▶ _Exercise goal_: Please return every line in the items below that contains the word "dark".

[Records from a data collection]
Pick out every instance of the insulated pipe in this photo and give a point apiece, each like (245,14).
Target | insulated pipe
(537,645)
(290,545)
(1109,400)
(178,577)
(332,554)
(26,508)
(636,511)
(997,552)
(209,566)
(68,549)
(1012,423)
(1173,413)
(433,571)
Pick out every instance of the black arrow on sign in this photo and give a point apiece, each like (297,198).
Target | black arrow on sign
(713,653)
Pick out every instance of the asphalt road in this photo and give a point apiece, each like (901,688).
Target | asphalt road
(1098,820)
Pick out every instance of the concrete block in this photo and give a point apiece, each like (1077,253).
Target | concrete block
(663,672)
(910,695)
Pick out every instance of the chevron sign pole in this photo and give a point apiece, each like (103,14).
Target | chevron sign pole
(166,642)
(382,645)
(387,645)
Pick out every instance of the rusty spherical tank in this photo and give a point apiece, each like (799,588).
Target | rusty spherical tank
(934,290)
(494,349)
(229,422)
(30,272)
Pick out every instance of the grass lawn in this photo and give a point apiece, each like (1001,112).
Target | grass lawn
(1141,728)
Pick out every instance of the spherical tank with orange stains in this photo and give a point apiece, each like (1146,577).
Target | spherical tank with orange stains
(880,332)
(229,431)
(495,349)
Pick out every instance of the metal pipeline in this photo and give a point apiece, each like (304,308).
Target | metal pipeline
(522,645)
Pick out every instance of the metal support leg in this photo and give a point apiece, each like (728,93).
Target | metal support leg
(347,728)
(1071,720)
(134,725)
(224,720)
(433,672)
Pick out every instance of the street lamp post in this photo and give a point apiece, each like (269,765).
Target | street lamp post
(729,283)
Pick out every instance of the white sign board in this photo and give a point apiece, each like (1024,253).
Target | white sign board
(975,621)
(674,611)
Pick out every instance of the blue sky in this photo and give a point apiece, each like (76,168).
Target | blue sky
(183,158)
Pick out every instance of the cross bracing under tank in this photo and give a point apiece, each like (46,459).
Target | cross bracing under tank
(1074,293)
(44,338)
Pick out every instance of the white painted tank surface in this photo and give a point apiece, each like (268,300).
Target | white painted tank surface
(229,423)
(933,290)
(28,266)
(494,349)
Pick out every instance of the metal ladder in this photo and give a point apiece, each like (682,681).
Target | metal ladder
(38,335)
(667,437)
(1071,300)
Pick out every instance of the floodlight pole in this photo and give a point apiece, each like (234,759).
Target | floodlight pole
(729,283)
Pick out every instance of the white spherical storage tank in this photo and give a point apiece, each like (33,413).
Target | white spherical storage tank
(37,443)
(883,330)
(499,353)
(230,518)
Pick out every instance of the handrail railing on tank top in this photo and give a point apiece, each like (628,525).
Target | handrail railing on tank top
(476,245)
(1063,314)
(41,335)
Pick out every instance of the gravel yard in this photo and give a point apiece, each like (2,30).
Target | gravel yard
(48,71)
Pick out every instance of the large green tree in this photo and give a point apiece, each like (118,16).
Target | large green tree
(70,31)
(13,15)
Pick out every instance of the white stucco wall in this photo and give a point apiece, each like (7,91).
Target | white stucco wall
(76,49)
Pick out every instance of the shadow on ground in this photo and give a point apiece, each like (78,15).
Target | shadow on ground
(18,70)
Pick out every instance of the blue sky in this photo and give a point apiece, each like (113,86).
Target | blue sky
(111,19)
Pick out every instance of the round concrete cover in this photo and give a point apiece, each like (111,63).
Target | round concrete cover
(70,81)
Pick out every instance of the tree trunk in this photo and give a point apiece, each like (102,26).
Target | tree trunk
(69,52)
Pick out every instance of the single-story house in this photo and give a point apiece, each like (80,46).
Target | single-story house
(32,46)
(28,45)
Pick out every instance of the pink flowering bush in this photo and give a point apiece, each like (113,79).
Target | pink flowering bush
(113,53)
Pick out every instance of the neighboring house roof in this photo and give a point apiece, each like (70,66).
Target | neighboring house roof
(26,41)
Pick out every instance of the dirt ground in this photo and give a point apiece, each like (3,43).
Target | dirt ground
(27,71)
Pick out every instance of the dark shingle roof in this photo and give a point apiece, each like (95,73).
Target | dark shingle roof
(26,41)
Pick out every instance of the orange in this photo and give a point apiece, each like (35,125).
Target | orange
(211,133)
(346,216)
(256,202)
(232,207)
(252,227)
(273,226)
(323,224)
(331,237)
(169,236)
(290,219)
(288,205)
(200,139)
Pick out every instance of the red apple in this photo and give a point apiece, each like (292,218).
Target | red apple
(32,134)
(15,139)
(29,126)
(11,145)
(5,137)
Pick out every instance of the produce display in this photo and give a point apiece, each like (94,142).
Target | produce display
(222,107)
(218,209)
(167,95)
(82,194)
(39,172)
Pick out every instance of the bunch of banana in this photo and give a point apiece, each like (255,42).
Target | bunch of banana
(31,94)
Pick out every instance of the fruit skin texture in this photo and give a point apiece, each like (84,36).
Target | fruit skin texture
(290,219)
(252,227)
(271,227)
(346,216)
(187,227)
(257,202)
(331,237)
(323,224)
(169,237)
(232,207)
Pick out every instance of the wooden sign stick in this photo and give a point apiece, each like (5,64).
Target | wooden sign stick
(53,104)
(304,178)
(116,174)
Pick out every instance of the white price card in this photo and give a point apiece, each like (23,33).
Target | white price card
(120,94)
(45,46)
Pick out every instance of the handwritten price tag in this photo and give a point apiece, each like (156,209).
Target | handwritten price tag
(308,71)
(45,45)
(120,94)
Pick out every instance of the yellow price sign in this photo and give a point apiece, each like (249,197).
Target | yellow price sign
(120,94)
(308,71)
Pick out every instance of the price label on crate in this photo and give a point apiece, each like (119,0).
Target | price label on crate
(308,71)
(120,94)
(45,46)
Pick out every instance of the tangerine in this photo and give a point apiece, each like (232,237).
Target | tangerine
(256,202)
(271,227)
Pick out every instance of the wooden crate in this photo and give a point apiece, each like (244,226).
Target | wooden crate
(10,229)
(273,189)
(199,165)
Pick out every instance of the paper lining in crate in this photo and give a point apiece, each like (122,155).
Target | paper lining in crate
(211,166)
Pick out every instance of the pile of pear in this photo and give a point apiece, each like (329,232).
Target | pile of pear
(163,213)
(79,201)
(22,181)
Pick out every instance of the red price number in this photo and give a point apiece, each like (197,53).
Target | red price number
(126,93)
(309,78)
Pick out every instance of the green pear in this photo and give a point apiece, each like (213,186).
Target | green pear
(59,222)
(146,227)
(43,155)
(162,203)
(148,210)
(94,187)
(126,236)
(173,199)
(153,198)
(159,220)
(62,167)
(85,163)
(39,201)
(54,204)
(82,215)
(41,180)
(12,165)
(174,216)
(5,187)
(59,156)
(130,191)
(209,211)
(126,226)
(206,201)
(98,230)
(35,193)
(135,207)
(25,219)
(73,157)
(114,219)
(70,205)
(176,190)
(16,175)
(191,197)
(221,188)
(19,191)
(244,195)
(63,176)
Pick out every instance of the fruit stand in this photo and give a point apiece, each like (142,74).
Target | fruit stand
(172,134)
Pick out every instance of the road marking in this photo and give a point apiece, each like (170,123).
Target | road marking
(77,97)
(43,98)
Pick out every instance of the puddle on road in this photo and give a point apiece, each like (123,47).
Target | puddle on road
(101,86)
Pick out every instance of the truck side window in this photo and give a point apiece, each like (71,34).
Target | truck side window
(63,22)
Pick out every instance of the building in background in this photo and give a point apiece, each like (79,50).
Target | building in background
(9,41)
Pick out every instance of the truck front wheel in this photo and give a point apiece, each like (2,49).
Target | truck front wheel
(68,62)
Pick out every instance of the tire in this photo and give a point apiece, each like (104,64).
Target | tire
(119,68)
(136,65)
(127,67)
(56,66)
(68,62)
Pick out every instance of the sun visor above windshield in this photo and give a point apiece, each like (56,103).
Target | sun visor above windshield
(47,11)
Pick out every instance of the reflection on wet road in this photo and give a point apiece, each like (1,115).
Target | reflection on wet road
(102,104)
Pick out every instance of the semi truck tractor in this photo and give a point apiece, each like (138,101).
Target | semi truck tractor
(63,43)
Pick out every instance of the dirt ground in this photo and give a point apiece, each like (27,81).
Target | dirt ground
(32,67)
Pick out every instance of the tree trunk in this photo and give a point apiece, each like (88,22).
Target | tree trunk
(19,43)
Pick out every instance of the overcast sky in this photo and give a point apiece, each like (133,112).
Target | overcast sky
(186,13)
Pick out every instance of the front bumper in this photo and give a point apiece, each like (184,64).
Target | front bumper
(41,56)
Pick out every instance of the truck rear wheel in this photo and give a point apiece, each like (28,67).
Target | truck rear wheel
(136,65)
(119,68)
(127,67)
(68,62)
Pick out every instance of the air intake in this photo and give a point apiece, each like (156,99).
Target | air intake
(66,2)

==

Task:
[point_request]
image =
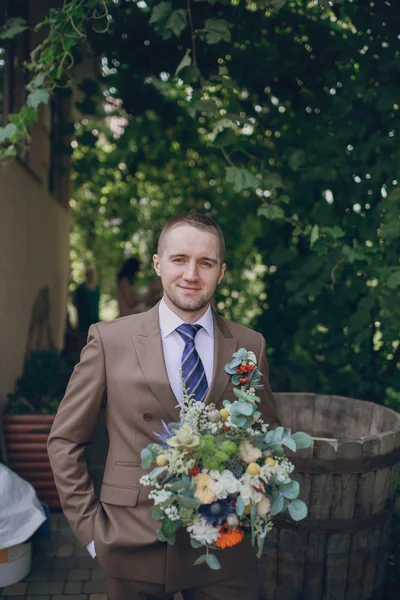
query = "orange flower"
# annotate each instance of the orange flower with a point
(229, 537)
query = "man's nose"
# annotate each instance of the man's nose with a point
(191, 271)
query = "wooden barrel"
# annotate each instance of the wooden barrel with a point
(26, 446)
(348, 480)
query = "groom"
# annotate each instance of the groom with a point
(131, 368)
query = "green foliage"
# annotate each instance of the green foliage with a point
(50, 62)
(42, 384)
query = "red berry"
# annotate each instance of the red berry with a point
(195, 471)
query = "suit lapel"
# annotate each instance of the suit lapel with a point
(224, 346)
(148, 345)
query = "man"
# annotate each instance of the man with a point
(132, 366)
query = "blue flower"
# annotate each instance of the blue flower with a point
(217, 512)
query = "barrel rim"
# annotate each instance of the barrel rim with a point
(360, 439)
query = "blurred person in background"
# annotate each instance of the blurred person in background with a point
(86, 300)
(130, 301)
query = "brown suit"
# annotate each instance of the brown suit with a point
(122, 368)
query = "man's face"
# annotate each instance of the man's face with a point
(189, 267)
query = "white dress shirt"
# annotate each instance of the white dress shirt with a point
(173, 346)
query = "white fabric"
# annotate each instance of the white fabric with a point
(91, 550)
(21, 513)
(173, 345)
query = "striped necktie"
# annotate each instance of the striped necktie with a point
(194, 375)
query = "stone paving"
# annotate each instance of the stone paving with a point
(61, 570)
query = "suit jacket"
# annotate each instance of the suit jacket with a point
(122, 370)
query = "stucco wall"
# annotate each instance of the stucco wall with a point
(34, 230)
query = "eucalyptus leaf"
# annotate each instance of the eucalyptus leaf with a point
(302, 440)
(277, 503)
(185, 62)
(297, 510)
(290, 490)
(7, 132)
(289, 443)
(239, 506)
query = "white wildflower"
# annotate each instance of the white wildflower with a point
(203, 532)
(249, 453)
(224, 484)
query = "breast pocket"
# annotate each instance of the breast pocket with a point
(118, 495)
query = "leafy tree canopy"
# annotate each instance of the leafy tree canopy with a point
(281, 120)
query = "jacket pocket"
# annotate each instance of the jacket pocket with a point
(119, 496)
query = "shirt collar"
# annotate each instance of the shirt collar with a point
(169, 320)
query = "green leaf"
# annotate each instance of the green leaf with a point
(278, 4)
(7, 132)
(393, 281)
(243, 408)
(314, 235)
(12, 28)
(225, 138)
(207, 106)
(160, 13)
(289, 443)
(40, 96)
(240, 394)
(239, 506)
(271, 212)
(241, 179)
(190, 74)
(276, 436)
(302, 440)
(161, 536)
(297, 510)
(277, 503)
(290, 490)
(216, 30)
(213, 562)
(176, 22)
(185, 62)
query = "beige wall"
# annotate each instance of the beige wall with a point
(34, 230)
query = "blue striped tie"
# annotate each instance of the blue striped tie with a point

▶ _Final result_:
Pick out every instance of the dark shingle roof in this photo and give a point apiece, each like (95,73).
Target | dark shingle roof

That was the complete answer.